Data records
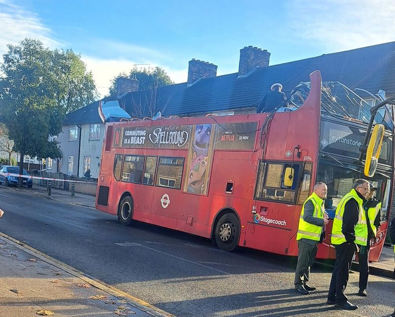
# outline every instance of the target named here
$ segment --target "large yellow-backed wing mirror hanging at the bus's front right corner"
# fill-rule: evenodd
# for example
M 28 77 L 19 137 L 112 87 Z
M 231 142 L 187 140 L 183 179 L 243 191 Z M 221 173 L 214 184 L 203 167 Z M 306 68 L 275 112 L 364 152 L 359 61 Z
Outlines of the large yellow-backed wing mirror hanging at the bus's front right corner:
M 372 177 L 376 172 L 381 146 L 383 145 L 384 130 L 385 128 L 383 124 L 376 124 L 373 129 L 372 136 L 366 150 L 364 174 L 367 177 Z

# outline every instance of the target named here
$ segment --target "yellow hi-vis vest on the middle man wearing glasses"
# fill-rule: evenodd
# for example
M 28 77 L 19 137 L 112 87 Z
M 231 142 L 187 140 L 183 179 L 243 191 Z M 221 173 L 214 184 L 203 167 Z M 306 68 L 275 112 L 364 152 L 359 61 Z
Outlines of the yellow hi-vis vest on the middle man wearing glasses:
M 344 214 L 344 205 L 350 199 L 355 199 L 358 203 L 358 222 L 354 227 L 355 233 L 355 243 L 361 246 L 366 246 L 368 241 L 368 226 L 366 224 L 366 215 L 363 210 L 362 204 L 363 200 L 359 198 L 355 189 L 351 189 L 351 191 L 340 200 L 338 207 L 336 208 L 335 219 L 333 220 L 332 226 L 332 238 L 331 242 L 334 245 L 342 244 L 346 242 L 343 233 L 341 232 L 341 227 L 343 225 L 343 214 Z

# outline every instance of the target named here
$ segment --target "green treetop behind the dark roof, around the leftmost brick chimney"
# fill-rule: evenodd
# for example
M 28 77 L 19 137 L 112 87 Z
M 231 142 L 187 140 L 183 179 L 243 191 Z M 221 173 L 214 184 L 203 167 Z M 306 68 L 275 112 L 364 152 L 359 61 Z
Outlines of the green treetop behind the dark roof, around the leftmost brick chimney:
M 174 82 L 170 79 L 166 71 L 161 67 L 148 67 L 148 68 L 138 69 L 137 66 L 134 66 L 130 70 L 129 75 L 123 72 L 113 78 L 110 86 L 110 96 L 116 94 L 116 80 L 119 77 L 137 79 L 139 81 L 139 90 L 144 90 L 144 89 L 156 90 L 160 86 L 174 84 Z

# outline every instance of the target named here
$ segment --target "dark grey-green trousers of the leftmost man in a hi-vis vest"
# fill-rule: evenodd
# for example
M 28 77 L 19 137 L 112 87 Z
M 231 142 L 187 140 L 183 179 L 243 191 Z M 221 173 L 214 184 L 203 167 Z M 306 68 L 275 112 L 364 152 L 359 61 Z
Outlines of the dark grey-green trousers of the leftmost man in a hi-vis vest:
M 298 263 L 295 272 L 295 288 L 306 284 L 309 281 L 310 266 L 313 265 L 317 256 L 318 241 L 315 244 L 309 244 L 303 240 L 298 241 Z

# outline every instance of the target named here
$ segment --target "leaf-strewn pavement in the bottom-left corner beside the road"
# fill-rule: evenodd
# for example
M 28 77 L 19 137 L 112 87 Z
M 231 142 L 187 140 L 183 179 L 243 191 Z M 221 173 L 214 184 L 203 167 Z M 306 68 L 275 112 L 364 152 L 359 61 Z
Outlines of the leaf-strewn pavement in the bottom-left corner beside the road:
M 0 235 L 0 317 L 172 316 Z

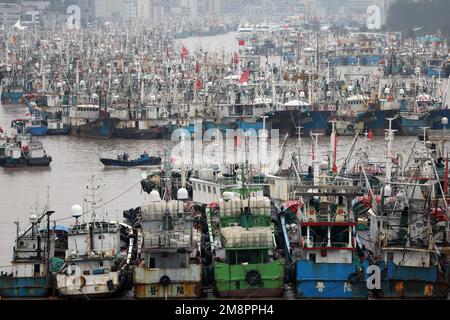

Description of the task
Transcribe the listing above verbatim. Omit the pictures.

Answer space
# outline every instance of the target named here
$ segment --target "large yellow-backed wing mirror hanging at the bus's front right corner"
# fill-rule: evenodd
# for example
M 28 77 L 19 137 L 112 87 Z
M 231 142 L 187 140 L 183 179 L 243 191 Z M 221 173 L 214 184 L 203 167 Z M 306 68 L 275 112 L 364 152 L 359 61 Z
Outlines of the large yellow-backed wing mirror hanging at the bus's front right corner:
M 372 177 L 376 172 L 381 146 L 383 145 L 384 130 L 385 128 L 383 124 L 376 124 L 373 129 L 372 136 L 366 150 L 364 174 L 367 177 Z

# outline every instance of the target named here
$ segment --target "yellow hi-vis vest on the middle man wearing glasses"
# fill-rule: evenodd
# for example
M 28 77 L 19 137 L 112 87 Z
M 231 142 L 187 140 L 183 179 L 243 191 Z M 221 173 L 214 184 L 203 167 Z M 306 68 L 275 112 L 364 152 L 359 61 Z
Outlines of the yellow hi-vis vest on the middle man wearing glasses:
M 344 214 L 344 205 L 350 199 L 355 199 L 358 203 L 358 222 L 354 227 L 355 233 L 355 243 L 361 246 L 366 246 L 368 241 L 368 226 L 366 224 L 366 215 L 363 210 L 362 204 L 363 200 L 359 198 L 355 189 L 351 189 L 351 191 L 340 200 L 338 207 L 336 208 L 335 219 L 333 220 L 332 226 L 332 238 L 331 242 L 334 245 L 342 244 L 346 242 L 343 233 L 341 232 L 341 227 L 343 225 L 343 214 Z

# outline every instance of the target named here
$ segment --target "green treetop behind the dark roof, around the leftmost brick chimney"
# fill-rule: evenodd
# for example
M 28 77 L 19 137 L 112 87 Z
M 231 142 L 187 140 L 183 179 L 243 191 Z M 221 173 L 214 184 L 203 167 Z M 306 68 L 275 112 L 364 152 L 359 61 Z
Outlines of the green treetop behind the dark roof, around the leftmost brick chimney:
M 174 82 L 170 79 L 166 71 L 161 67 L 148 67 L 148 68 L 138 69 L 137 66 L 134 66 L 130 70 L 129 75 L 123 72 L 113 78 L 110 86 L 110 96 L 116 94 L 116 80 L 119 77 L 137 79 L 139 81 L 139 90 L 144 90 L 144 89 L 156 90 L 160 86 L 174 84 Z

# outline every instance of the target named here
$ segment --target "dark grey-green trousers of the leftmost man in a hi-vis vest"
# fill-rule: evenodd
# for example
M 28 77 L 19 137 L 112 87 Z
M 231 142 L 187 140 L 183 179 L 243 191 Z M 221 173 L 214 184 L 203 167 Z M 306 68 L 275 112 L 364 152 L 359 61 Z
Outlines of the dark grey-green trousers of the leftmost man in a hi-vis vest:
M 298 263 L 295 272 L 295 288 L 306 284 L 309 281 L 310 266 L 313 265 L 317 256 L 318 241 L 315 244 L 309 244 L 303 240 L 298 241 Z

# outline every instance of the target named here
$ segment --target "leaf-strewn pavement in the bottom-left corner beside the road"
# fill-rule: evenodd
# for example
M 28 77 L 19 137 L 112 87 Z
M 231 142 L 187 140 L 183 179 L 243 191 Z M 221 173 L 214 184 L 203 167 Z M 306 68 L 275 112 L 364 152 L 359 61 Z
Outlines of the leaf-strewn pavement in the bottom-left corner beside the road:
M 0 235 L 0 317 L 172 316 Z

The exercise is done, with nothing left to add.